Rename "Detection Output" to "Boxes Found" everywhere in the listing below, and write the whole listing out again with nothing else changed.
____________________
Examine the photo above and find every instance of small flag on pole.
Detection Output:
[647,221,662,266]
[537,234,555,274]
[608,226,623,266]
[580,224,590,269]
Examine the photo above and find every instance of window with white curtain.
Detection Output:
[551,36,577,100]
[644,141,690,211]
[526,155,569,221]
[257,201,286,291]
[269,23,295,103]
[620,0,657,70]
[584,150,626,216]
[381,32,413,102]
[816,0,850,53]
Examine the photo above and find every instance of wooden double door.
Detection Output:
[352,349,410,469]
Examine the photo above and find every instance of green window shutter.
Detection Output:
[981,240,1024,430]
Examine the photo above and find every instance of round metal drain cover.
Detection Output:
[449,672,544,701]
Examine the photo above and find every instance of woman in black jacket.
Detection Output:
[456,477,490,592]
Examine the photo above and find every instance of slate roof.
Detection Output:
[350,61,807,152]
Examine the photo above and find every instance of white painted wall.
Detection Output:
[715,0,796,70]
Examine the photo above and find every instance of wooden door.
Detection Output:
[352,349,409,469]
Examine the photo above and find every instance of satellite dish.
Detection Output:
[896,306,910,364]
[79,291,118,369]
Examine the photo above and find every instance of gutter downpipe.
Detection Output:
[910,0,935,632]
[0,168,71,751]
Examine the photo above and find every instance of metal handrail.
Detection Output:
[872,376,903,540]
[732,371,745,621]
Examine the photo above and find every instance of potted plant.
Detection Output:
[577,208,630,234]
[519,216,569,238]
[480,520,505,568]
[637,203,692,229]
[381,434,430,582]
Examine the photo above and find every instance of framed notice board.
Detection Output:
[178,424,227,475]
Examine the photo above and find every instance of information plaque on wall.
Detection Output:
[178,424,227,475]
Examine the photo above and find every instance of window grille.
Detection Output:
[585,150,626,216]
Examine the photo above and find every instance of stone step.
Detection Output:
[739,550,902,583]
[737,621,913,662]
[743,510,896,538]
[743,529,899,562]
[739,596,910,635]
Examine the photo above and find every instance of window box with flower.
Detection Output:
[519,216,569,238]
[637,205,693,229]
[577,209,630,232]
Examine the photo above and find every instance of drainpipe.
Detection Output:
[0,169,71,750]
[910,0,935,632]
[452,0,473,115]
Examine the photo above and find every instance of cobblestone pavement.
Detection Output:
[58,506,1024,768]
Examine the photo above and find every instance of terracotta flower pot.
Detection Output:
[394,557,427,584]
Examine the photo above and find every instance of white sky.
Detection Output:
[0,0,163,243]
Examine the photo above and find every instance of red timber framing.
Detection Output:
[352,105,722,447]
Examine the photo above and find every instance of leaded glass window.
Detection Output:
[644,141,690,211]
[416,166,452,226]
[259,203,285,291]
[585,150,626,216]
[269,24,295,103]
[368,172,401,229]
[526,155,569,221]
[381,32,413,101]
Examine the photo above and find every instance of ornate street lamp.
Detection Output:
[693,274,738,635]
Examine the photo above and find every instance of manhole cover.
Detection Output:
____________________
## Solution to this exercise
Examine the photo above and find every instance of small flag on pole.
Boxes Found:
[647,221,662,266]
[537,234,555,274]
[608,226,623,266]
[580,224,590,269]
Examine the photo above and find every instance of window with white curtain.
Boxes Found:
[551,36,577,100]
[644,141,690,211]
[526,155,569,221]
[257,201,286,291]
[269,23,295,103]
[620,0,657,70]
[584,150,626,216]
[381,32,413,102]
[816,0,850,53]
Examine the photo above and find every instance of wooden double door.
Boxes Found:
[352,349,410,469]
Examine the photo above and find every instance of green window shutter.
Boxes Found:
[981,240,1024,430]
Examine the photo above and find every instance of round metal drain cover.
Boxes Found:
[449,672,544,701]
Examine the photo above and find every instance of woman in black jacket.
Boxes Found:
[456,477,490,592]
Examine the photo above and find every instance of slate roof.
Boxes Found:
[350,61,807,152]
Examine the photo above and find every instance of white painted wall.
Boxes Found:
[715,0,796,70]
Examine the photo above and find every instance of wooden door.
Boxes Found:
[352,349,409,469]
Examine the photo above and find every instance of satellite dish.
Boxes Found:
[896,306,910,364]
[79,291,118,369]
Examine the photo above and find every instance of gutter downpipe.
Boxes Found:
[910,0,935,632]
[0,168,71,751]
Examine the photo above and find every instance of metal handrail.
Boxes Found:
[872,376,903,540]
[732,371,745,621]
Examine the photo above and find every instance of potted plant.
Boxes Found:
[577,208,630,234]
[519,216,569,238]
[480,520,505,568]
[637,203,692,229]
[381,434,430,582]
Examine the photo above and find every instance of framed notice board.
Boxes Found:
[178,424,227,475]
Examine the photo above and find every instance of information plaque on wall.
Boxes Found:
[178,424,227,475]
Examine the photo above and find every instance of window grille.
Boxes Found:
[585,150,626,216]
Examine the photo above and find every instance of stone step.
Boxes Found:
[739,550,902,583]
[737,621,913,662]
[743,510,896,538]
[743,529,899,562]
[739,596,910,635]
Examine the photo above and find every instance of window box with flower.
Boxes Found:
[519,216,569,238]
[637,205,693,229]
[577,209,630,232]
Examine the photo above and find every instance of drainpipe.
Boxes Found:
[0,169,71,750]
[910,0,935,632]
[452,0,473,115]
Examine the photo above and find every instance of cobblestone pavement.
Boxes Found:
[58,506,1024,768]
Examine the photo above and find every instance of terracotta flower pot.
Boxes Found:
[394,557,427,584]
Examine the photo above and find every instance of white sky.
Boxes Found:
[0,0,163,243]
Examine the photo above and find every instance of red timber framing.
Boxes Found:
[352,105,722,447]
Examine the photo above and find every instance of leaded glass window.
Boxes Found:
[644,141,690,211]
[416,166,452,226]
[259,203,285,291]
[585,150,626,216]
[269,24,295,103]
[368,172,401,229]
[526,155,569,221]
[381,32,413,101]
Examine the photo above and find every instance of ornate street lamp.
Boxes Found:
[693,274,738,635]
Examine the photo above and find every instance of manhole cover.
Boxes Found:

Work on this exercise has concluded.